---- Dataset records

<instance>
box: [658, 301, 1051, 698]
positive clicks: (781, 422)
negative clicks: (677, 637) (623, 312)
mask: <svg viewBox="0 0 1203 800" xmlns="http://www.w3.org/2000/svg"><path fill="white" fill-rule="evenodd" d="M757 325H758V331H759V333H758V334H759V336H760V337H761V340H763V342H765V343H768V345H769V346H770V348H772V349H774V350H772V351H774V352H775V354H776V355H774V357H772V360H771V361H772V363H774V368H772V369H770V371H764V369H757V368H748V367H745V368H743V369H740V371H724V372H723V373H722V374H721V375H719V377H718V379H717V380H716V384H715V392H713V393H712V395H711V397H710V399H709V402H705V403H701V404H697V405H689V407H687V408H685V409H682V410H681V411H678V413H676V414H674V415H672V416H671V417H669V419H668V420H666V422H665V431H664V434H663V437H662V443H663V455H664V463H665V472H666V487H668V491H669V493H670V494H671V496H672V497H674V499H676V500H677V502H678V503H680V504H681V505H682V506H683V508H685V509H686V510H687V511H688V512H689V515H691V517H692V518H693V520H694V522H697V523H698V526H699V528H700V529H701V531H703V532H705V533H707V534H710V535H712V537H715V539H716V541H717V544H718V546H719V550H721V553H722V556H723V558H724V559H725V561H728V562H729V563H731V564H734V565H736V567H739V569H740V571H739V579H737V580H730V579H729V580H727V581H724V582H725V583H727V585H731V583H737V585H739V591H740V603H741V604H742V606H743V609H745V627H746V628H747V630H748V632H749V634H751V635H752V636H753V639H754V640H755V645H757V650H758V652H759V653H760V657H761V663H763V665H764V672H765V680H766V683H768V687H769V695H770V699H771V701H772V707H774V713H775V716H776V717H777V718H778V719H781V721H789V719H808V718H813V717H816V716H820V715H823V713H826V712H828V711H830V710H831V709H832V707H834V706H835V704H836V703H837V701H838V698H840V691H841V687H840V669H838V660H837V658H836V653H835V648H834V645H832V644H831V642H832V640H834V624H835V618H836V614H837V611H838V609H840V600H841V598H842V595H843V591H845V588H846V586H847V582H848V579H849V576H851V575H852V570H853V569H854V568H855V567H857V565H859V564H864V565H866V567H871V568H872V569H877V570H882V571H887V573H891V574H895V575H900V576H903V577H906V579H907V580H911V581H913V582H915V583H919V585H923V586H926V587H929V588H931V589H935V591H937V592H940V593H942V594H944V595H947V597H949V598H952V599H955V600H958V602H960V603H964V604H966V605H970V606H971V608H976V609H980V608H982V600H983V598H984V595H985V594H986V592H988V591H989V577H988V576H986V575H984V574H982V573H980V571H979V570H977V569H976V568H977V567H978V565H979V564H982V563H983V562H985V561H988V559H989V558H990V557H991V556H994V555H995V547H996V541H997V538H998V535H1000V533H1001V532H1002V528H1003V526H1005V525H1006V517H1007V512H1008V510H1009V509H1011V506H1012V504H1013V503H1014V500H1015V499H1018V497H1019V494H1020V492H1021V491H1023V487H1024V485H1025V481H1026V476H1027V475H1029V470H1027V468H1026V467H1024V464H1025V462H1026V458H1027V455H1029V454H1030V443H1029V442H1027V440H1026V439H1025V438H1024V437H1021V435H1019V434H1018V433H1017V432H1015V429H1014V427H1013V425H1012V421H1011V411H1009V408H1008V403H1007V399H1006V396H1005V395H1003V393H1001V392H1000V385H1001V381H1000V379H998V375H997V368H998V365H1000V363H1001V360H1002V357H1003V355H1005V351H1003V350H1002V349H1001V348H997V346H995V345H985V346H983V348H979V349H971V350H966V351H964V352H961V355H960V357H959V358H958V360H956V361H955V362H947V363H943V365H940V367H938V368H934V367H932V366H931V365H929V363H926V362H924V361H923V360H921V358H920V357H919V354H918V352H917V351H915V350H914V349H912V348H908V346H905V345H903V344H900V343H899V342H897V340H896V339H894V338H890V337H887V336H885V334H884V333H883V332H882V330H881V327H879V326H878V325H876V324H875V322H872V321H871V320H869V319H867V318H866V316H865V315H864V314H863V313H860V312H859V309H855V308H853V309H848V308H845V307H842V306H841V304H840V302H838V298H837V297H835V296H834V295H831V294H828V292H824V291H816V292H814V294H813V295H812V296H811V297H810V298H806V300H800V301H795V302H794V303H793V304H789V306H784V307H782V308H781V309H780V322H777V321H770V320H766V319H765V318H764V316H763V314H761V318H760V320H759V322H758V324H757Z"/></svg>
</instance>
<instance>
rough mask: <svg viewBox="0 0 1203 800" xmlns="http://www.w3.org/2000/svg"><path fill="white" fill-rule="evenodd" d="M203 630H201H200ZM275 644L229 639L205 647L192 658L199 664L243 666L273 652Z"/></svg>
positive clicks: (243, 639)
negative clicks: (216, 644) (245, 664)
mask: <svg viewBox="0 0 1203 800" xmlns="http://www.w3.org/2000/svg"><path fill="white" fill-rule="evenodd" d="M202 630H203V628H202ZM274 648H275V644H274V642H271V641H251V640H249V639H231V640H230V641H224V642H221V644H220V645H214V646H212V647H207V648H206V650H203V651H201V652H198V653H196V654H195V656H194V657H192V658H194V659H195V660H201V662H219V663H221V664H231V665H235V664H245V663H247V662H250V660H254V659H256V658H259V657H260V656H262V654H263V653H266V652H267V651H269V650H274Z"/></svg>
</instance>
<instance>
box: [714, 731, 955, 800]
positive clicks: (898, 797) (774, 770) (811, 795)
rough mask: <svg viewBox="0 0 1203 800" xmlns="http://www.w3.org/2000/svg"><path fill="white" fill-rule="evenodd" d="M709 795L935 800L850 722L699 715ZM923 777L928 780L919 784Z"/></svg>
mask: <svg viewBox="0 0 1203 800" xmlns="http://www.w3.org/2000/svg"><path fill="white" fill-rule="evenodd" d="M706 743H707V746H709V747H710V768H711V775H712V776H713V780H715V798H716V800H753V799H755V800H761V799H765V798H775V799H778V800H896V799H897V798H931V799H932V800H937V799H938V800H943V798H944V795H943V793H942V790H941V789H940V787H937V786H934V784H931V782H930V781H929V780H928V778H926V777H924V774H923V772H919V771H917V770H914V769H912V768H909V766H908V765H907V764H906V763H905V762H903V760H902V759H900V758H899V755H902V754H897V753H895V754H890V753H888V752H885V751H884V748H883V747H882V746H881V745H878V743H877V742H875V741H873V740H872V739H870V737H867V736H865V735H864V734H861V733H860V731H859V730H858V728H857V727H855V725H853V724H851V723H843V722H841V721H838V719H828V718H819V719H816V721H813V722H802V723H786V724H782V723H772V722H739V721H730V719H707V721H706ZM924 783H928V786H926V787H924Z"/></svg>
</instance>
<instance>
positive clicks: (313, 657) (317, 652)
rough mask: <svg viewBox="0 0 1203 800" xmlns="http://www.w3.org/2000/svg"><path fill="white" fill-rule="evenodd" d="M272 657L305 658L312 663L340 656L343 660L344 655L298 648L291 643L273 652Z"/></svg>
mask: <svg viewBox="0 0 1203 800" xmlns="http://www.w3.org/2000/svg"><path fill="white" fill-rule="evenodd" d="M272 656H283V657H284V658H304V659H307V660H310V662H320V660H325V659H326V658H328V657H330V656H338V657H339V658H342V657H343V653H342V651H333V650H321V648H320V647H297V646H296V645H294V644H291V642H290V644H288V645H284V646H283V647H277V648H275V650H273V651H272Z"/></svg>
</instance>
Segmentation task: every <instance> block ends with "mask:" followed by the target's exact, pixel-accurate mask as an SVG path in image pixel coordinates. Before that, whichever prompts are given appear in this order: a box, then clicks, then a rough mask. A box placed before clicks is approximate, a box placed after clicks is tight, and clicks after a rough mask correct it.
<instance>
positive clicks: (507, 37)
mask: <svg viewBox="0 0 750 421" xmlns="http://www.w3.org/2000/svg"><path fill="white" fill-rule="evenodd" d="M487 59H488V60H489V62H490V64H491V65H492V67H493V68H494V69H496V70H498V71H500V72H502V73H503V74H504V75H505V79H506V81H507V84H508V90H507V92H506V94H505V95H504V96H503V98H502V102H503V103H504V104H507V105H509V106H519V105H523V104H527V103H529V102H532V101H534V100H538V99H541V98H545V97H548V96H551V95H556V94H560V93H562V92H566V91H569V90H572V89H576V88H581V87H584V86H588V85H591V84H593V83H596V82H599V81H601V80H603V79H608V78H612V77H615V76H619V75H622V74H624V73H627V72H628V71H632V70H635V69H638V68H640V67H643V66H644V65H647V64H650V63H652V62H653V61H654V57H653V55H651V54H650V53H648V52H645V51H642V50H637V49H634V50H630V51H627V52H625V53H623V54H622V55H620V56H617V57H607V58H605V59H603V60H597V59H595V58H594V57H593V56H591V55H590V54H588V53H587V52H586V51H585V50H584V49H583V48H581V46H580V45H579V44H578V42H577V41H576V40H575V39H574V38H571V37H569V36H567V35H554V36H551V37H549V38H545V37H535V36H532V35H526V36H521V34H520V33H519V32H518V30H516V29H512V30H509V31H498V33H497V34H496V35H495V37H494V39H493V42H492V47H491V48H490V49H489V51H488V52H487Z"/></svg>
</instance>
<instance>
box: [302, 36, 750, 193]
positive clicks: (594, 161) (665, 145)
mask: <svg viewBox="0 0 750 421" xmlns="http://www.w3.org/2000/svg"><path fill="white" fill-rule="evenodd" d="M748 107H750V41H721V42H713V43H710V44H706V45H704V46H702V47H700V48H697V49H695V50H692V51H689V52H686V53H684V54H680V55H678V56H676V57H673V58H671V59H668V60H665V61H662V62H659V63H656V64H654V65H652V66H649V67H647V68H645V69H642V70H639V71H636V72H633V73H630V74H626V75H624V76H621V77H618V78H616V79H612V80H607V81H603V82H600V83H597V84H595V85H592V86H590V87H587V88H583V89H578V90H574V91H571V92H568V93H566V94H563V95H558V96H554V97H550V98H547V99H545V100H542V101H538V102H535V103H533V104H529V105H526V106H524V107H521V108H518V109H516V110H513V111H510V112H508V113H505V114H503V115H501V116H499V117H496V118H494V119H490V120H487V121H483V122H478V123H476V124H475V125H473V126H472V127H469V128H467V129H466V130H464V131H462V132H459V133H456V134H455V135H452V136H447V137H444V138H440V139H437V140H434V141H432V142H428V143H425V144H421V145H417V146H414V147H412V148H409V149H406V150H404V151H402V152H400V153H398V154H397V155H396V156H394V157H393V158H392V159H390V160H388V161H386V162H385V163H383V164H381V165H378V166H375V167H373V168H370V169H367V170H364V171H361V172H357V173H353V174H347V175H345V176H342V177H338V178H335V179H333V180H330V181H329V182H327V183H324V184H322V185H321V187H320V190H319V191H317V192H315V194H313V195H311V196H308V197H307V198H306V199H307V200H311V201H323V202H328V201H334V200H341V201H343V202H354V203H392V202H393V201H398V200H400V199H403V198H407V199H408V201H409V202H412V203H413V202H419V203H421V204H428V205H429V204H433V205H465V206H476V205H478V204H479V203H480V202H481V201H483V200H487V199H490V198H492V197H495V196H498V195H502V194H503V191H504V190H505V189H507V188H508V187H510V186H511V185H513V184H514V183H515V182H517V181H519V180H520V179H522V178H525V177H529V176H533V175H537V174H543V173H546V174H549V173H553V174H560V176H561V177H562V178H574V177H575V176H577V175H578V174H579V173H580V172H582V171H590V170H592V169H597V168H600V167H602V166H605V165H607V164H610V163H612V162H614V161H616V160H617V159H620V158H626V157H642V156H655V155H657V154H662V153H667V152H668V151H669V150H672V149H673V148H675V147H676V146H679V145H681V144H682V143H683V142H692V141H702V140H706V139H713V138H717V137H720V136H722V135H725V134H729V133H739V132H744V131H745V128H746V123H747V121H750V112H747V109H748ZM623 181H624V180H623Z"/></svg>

--------

[What the task requires] Please output the entries verbatim, starting at the very first line and ending at the line that contains "negative clicks: (677, 637) (623, 312)", with both of those lines included.

[Written reply]
<instance>
box: [658, 301, 1051, 698]
positive clicks: (781, 422)
negative clicks: (677, 637) (623, 312)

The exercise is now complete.